** Exercise prompt **
Begin at the line with "Would you please tag the stucco" and output every line through the end of the records, exactly as given. Omit pictures.

[Opening Entries shown section]

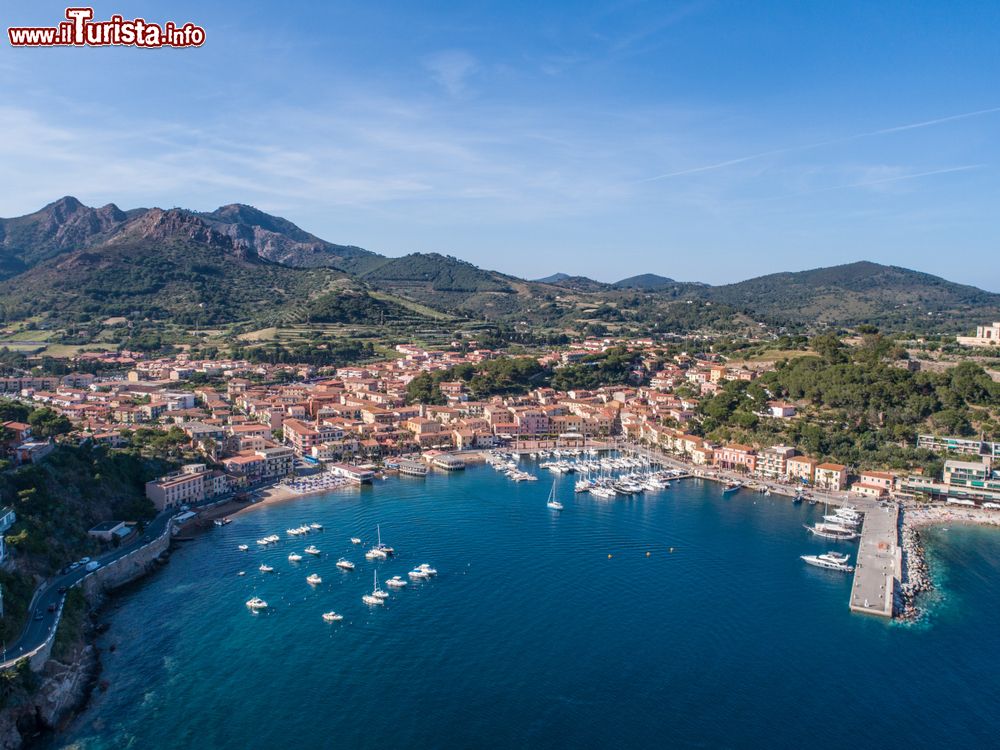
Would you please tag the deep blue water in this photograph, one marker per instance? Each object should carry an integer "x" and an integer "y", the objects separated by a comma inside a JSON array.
[{"x": 531, "y": 636}]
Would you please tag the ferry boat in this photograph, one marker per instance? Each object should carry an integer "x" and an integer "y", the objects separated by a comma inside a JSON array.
[
  {"x": 830, "y": 561},
  {"x": 833, "y": 531},
  {"x": 552, "y": 502}
]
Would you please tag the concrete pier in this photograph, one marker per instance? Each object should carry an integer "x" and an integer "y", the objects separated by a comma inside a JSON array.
[{"x": 878, "y": 567}]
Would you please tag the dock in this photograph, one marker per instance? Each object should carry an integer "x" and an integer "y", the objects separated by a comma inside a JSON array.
[{"x": 878, "y": 568}]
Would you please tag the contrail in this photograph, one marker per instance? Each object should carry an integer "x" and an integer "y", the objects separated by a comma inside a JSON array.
[
  {"x": 947, "y": 170},
  {"x": 843, "y": 139}
]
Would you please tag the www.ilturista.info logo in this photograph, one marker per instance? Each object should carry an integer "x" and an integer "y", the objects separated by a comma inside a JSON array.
[{"x": 80, "y": 30}]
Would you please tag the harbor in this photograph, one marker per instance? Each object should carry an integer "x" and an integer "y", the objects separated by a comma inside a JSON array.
[{"x": 879, "y": 563}]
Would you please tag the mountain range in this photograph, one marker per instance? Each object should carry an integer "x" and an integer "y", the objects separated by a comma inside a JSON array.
[{"x": 71, "y": 262}]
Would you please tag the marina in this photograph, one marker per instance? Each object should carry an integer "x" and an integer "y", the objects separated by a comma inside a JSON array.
[{"x": 544, "y": 581}]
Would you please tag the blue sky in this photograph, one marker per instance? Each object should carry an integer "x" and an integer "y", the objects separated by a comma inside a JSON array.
[{"x": 701, "y": 140}]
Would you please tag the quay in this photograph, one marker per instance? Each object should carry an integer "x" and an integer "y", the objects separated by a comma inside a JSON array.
[{"x": 878, "y": 568}]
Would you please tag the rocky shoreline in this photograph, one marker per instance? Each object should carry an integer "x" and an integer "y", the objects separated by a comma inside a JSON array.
[
  {"x": 50, "y": 700},
  {"x": 916, "y": 576}
]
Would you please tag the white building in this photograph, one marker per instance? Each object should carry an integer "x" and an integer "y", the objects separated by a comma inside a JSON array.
[{"x": 985, "y": 336}]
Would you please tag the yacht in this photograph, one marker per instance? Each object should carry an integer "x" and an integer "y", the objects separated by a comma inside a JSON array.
[
  {"x": 830, "y": 561},
  {"x": 552, "y": 502},
  {"x": 833, "y": 531},
  {"x": 377, "y": 596}
]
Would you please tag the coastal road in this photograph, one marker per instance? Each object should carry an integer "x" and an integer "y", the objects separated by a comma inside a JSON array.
[{"x": 41, "y": 620}]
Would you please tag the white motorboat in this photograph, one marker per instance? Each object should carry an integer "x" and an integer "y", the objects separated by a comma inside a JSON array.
[
  {"x": 377, "y": 596},
  {"x": 833, "y": 531},
  {"x": 830, "y": 561},
  {"x": 552, "y": 502}
]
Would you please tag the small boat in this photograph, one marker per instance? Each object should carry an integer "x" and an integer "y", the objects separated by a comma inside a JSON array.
[
  {"x": 377, "y": 596},
  {"x": 552, "y": 502},
  {"x": 830, "y": 561}
]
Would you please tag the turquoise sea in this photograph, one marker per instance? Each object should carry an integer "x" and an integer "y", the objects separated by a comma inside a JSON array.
[{"x": 677, "y": 619}]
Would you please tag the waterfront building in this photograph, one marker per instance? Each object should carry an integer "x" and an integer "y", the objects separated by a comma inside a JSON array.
[
  {"x": 801, "y": 469},
  {"x": 831, "y": 476}
]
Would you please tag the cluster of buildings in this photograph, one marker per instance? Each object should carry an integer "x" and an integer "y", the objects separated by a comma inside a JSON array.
[{"x": 257, "y": 423}]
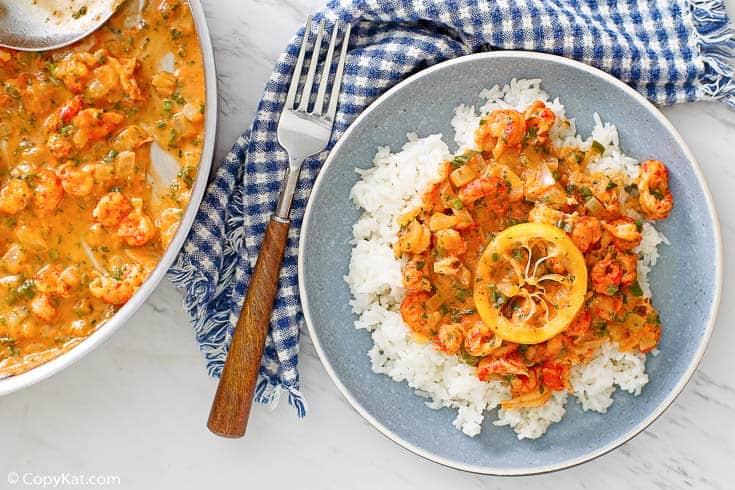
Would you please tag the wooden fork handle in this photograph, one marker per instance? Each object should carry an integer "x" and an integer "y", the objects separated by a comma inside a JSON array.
[{"x": 234, "y": 397}]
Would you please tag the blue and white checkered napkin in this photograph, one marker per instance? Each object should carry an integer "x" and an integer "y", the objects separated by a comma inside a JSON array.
[{"x": 669, "y": 50}]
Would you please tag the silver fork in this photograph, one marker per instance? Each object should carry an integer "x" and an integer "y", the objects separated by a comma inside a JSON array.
[{"x": 302, "y": 133}]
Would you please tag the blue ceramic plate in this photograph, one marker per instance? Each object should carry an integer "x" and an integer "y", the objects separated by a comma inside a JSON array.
[{"x": 425, "y": 103}]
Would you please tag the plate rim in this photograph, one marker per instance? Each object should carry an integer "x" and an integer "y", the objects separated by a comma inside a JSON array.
[{"x": 626, "y": 436}]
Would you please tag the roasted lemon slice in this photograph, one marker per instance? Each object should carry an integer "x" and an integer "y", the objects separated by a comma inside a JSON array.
[{"x": 530, "y": 282}]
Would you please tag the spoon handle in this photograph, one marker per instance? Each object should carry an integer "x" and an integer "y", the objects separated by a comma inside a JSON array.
[{"x": 234, "y": 397}]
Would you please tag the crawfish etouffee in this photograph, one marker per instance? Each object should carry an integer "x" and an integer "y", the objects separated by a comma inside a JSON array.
[
  {"x": 81, "y": 222},
  {"x": 523, "y": 262}
]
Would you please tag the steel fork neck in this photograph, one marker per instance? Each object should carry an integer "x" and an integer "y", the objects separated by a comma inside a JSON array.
[{"x": 288, "y": 188}]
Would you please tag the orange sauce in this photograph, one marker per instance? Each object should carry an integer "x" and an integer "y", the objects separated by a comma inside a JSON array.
[
  {"x": 82, "y": 219},
  {"x": 518, "y": 176}
]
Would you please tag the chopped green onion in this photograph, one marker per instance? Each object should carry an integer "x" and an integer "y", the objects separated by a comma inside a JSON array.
[
  {"x": 597, "y": 147},
  {"x": 635, "y": 289}
]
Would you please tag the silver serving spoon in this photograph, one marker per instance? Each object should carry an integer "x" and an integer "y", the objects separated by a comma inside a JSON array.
[{"x": 40, "y": 25}]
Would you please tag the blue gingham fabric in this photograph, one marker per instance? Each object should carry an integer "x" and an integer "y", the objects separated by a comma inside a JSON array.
[{"x": 669, "y": 50}]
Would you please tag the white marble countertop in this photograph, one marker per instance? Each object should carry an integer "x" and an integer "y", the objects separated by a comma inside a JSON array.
[{"x": 137, "y": 406}]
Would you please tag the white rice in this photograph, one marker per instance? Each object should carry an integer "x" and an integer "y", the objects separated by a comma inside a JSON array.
[{"x": 393, "y": 186}]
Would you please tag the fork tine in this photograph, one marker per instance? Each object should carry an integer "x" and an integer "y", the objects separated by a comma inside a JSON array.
[
  {"x": 296, "y": 77},
  {"x": 334, "y": 96},
  {"x": 326, "y": 70},
  {"x": 306, "y": 94}
]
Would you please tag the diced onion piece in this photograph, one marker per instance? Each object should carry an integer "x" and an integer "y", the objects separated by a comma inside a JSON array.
[
  {"x": 462, "y": 175},
  {"x": 441, "y": 221},
  {"x": 594, "y": 206}
]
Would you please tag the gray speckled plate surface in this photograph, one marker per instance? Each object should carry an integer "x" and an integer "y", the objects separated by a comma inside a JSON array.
[{"x": 424, "y": 103}]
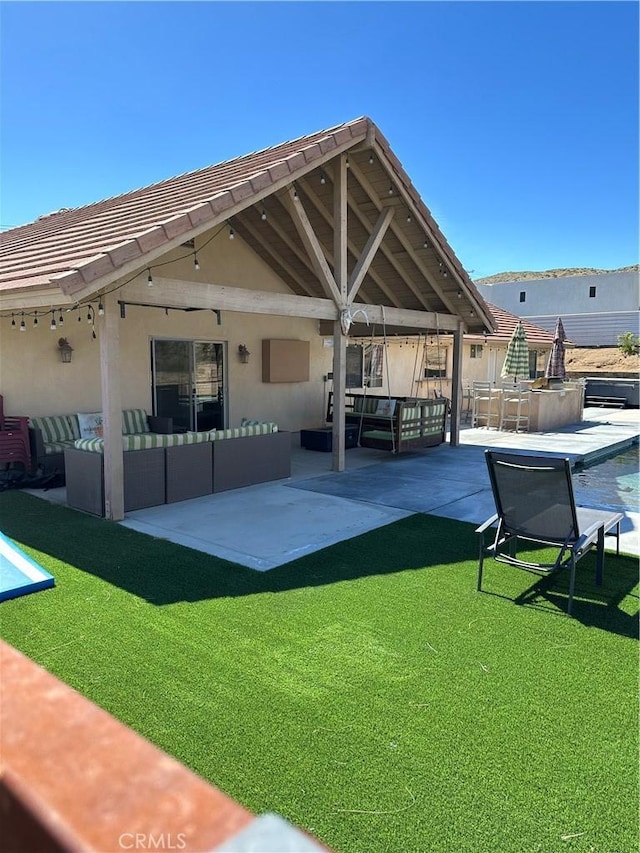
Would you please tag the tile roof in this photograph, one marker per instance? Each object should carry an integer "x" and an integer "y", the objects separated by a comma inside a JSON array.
[
  {"x": 119, "y": 229},
  {"x": 506, "y": 323},
  {"x": 84, "y": 249}
]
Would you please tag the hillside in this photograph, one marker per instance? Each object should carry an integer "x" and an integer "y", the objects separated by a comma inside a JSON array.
[
  {"x": 601, "y": 360},
  {"x": 560, "y": 273}
]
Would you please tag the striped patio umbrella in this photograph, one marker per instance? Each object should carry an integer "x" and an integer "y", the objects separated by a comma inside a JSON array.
[
  {"x": 555, "y": 365},
  {"x": 516, "y": 362}
]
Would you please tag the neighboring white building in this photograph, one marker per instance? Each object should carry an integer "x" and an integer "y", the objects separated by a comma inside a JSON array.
[{"x": 595, "y": 308}]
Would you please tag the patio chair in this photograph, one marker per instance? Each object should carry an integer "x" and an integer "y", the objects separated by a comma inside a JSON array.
[{"x": 535, "y": 504}]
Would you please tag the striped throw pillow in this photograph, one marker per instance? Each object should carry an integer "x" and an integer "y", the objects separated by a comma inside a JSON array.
[
  {"x": 57, "y": 427},
  {"x": 134, "y": 421}
]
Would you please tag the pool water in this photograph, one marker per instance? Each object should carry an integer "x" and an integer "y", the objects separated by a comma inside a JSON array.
[{"x": 613, "y": 483}]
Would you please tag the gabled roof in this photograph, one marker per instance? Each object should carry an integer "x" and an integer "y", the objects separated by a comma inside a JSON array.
[
  {"x": 84, "y": 249},
  {"x": 506, "y": 323}
]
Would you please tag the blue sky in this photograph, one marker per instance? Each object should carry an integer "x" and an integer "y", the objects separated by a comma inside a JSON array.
[{"x": 516, "y": 121}]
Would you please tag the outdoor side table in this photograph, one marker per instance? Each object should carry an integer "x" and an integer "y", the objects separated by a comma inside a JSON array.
[{"x": 322, "y": 438}]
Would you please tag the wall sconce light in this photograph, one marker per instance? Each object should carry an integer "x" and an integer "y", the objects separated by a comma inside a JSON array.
[{"x": 65, "y": 350}]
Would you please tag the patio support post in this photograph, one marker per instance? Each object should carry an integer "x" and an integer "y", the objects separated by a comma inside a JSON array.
[
  {"x": 456, "y": 386},
  {"x": 339, "y": 338},
  {"x": 112, "y": 409}
]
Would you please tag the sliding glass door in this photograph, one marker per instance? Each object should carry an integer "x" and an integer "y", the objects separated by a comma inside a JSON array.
[{"x": 188, "y": 383}]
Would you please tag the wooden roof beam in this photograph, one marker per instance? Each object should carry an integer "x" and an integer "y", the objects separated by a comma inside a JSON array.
[
  {"x": 369, "y": 251},
  {"x": 364, "y": 221},
  {"x": 366, "y": 186},
  {"x": 176, "y": 293},
  {"x": 271, "y": 251},
  {"x": 317, "y": 203}
]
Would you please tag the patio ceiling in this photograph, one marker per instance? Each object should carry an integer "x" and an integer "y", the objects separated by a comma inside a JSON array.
[{"x": 281, "y": 202}]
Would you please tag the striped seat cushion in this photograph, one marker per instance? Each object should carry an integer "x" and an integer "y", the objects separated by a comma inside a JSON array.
[
  {"x": 57, "y": 427},
  {"x": 145, "y": 441},
  {"x": 134, "y": 422},
  {"x": 241, "y": 432}
]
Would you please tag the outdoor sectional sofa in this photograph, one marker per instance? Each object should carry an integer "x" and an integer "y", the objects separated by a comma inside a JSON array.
[
  {"x": 165, "y": 467},
  {"x": 51, "y": 435}
]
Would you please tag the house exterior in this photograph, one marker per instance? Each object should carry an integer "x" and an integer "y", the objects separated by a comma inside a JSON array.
[
  {"x": 595, "y": 308},
  {"x": 211, "y": 296},
  {"x": 422, "y": 365}
]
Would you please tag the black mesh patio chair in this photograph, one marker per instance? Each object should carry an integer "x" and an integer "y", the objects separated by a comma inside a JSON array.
[{"x": 535, "y": 504}]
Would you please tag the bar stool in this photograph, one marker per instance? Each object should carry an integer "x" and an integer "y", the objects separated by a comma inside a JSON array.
[
  {"x": 514, "y": 409},
  {"x": 485, "y": 405}
]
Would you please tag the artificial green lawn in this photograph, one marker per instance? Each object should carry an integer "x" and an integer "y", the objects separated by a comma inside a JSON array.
[{"x": 367, "y": 692}]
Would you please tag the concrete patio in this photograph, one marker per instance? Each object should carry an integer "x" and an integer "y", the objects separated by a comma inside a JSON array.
[
  {"x": 270, "y": 524},
  {"x": 266, "y": 525}
]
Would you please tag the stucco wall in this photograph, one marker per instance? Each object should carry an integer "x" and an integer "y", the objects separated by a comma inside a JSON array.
[
  {"x": 588, "y": 320},
  {"x": 34, "y": 381}
]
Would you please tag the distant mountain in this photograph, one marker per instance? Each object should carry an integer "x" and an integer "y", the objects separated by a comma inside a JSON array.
[{"x": 565, "y": 273}]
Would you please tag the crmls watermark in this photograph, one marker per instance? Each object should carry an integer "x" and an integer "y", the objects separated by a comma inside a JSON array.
[{"x": 149, "y": 841}]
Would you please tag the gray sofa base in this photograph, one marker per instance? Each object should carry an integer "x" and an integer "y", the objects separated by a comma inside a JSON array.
[
  {"x": 169, "y": 474},
  {"x": 239, "y": 462},
  {"x": 143, "y": 476},
  {"x": 189, "y": 471}
]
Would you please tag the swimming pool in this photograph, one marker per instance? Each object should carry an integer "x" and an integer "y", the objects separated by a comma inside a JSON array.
[{"x": 613, "y": 483}]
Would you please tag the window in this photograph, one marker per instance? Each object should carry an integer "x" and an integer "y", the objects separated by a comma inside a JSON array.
[
  {"x": 373, "y": 354},
  {"x": 354, "y": 366},
  {"x": 364, "y": 365},
  {"x": 435, "y": 362}
]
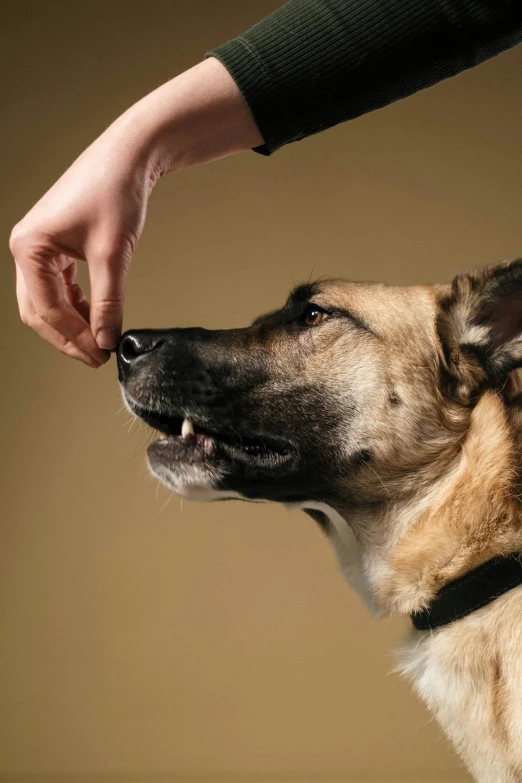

[Closing Entries shown section]

** Written answer **
Would you please tag the stucco wall in this photograph, one marker per instance? Each object should carry an integer "x" and an integer "y", the objects separated by a comma inside a JSON array.
[
  {"x": 588, "y": 320},
  {"x": 34, "y": 381}
]
Would you please tag the distant mountain in this photograph, one marker per instance? Each object should carry an integer "x" and an integer "y", the objects separated by a comma inside a JSON array.
[{"x": 565, "y": 273}]
Would you please tag the crmls watermark in this photograph, one marker per instance? Each object should carry an integer "x" and an integer "y", the objects separated by a comma inside a JSON array.
[{"x": 149, "y": 841}]
Would you please tag the gray sofa base in this photograph, one marker per instance? Each object should carry an integer "x" and an integer "y", the objects separated by a comma inside a JSON array.
[
  {"x": 169, "y": 474},
  {"x": 239, "y": 462},
  {"x": 143, "y": 476},
  {"x": 189, "y": 471}
]
Would you please tag the swimming pool in this photograph, one marker per instance? Each object should carry an integer "x" and an integer "y", the objects separated by a comma inside a JSON array.
[{"x": 613, "y": 483}]
Would you please tag the window in this photograph, one marker per instance? Each object should carry an integer "x" and an integer "y", the objects separated by a comma inside a JSON array.
[
  {"x": 373, "y": 354},
  {"x": 354, "y": 366},
  {"x": 364, "y": 365},
  {"x": 435, "y": 362}
]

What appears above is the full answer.